Given request A: Reproduce the article on The Perdition EP word for word, from its first line to its last.

[Begin Supplied text]

EP by Enslavement of Beauty
- Released: 15 January 2009
- Recorded: 2008 Farmyard Studio Kamfer Studios
- Genre: Melodic black metal Symphonic black metal
- Label: INRI Unlimited
- Producer: Henrik Ryösä Tony Eugene Tunheim Ole Alexander Myrholt

Enslavement of Beauty chronology
| Mere Contemplations (2007) | The Perdition EP (2009) | TBA (2009) |

= The Perdition EP =

The Perdition EP is an album from the Norwegian metal band Enslavement of Beauty that was released in January 2009. The album was recorded at Farmyard Studio and Kamfer Studios, in Mosjøen, Norway and was released by INRI Unlimited. All music is written and performed by Tony Eugene Tunheim, the lyrics are written and vocals performed by Ole Alexander Myrholt. Cover art by Sten Brian Tunheim. The EP was mixed and mastered by Henrik Ryösä at VoxHouse Studio in Sweden and produced by Henrik Ryösä with Tony Eugene Tunheim. A video for the song "Lush", produced by Sten Brian Tunheim, was recorded in Bergen in springtime 2008 and was released on 12 December on YouTube and on the band's Myspace.

[End Supplied text]
[Begin Entries shown]

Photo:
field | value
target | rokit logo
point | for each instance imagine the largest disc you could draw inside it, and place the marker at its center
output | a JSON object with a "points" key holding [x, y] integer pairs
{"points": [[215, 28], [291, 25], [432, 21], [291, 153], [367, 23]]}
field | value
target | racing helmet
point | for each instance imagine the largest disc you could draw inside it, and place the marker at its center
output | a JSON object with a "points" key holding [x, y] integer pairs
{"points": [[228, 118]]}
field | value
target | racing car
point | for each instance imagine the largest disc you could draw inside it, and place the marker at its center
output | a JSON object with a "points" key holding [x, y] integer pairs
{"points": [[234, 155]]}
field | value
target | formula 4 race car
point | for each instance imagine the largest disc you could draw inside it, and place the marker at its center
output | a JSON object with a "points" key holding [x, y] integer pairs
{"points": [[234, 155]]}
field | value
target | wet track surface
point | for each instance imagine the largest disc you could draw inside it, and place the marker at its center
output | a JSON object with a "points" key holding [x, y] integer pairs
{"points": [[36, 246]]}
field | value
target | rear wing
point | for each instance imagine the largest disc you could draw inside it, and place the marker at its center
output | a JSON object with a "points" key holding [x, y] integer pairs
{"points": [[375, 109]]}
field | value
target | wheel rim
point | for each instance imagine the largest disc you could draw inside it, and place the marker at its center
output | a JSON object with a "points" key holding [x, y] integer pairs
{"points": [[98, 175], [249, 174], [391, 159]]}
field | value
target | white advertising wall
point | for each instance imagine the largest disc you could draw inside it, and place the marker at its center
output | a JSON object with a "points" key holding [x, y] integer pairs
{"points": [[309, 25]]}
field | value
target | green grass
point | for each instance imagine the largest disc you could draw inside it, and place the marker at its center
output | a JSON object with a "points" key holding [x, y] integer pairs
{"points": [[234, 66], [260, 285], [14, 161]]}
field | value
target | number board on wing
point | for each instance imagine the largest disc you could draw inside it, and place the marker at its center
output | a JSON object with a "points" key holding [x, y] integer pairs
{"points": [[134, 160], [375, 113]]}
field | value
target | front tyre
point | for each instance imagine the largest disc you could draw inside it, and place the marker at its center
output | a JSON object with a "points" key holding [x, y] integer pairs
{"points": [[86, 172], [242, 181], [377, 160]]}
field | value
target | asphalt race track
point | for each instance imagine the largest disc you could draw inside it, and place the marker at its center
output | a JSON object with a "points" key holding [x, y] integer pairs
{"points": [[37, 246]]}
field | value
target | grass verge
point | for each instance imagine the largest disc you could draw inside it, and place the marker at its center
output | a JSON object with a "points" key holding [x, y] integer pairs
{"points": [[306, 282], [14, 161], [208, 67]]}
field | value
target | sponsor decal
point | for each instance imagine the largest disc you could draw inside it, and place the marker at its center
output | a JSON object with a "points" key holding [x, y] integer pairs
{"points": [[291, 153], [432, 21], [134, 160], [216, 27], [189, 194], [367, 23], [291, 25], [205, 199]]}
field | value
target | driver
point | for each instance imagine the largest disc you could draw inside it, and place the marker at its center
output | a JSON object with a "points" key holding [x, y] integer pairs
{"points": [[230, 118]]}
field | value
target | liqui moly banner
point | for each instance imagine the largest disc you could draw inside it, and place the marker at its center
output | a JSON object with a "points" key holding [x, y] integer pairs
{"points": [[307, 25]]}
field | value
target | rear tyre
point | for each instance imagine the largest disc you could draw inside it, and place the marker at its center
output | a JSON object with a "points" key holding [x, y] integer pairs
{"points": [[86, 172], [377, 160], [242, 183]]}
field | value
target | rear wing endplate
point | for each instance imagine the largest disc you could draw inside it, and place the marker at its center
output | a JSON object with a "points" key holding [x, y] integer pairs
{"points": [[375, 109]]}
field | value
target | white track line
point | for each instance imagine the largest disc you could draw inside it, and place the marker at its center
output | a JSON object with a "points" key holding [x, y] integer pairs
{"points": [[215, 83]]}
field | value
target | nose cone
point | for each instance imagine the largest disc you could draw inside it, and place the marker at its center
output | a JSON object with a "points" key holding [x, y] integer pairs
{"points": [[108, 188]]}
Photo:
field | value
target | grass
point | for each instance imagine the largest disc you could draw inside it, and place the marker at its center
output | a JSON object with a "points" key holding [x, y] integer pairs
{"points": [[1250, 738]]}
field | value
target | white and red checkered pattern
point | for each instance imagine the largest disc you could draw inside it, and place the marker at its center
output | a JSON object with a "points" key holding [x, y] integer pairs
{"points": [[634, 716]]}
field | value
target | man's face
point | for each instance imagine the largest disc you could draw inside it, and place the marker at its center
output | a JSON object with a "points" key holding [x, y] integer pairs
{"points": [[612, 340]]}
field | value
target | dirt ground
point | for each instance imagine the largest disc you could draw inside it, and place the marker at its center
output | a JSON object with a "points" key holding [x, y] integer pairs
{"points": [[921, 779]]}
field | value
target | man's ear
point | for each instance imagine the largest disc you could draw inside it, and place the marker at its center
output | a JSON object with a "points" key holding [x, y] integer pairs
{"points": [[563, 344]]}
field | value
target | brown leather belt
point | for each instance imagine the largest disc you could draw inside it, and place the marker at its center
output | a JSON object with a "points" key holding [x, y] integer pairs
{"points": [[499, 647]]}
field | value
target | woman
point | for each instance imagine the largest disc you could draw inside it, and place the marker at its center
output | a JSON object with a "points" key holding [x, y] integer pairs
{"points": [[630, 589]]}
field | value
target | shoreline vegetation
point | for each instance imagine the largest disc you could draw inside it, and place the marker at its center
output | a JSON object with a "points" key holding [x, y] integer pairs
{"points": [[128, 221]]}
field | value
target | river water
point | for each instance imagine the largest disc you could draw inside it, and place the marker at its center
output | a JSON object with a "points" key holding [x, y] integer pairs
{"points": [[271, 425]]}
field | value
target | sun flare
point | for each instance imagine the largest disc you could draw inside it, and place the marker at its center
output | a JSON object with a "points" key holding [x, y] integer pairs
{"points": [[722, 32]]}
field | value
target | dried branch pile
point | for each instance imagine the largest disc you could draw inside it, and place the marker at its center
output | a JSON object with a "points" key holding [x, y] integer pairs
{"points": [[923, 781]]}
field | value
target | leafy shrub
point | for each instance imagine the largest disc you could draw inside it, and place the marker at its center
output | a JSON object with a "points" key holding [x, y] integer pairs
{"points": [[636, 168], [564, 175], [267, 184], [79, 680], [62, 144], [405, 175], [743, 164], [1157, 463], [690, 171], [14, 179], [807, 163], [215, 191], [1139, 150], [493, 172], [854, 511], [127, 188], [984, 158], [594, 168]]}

[End Entries shown]

Given request B: Return every line of the entries that contains the string "track".

Full solution A:
EP by Enslavement of Beauty
- Released: 15 January 2009
- Recorded: 2008 Farmyard Studio Kamfer Studios
- Genre: Melodic black metal Symphonic black metal
- Label: INRI Unlimited
- Producer: Henrik Ryösä Tony Eugene Tunheim Ole Alexander Myrholt

Enslavement of Beauty chronology
| Mere Contemplations (2007) | The Perdition EP (2009) | TBA (2009) |

= The Perdition EP =

The Perdition EP is an album from the Norwegian metal band Enslavement of Beauty that was released in January 2009. The album was recorded at Farmyard Studio and Kamfer Studios, in Mosjøen, Norway and was released by INRI Unlimited. All music is written and performed by Tony Eugene Tunheim, the lyrics are written and vocals performed by Ole Alexander Myrholt. Cover art by Sten Brian Tunheim. The EP was mixed and mastered by Henrik Ryösä at VoxHouse Studio in Sweden and produced by Henrik Ryösä with Tony Eugene Tunheim. A video for the song "Lush", produced by Sten Brian Tunheim, was recorded in Bergen in springtime 2008 and was released on 12 December on YouTube and on the band's Myspace.

Full solution B:
target | wet track surface
target | asphalt race track
target | white track line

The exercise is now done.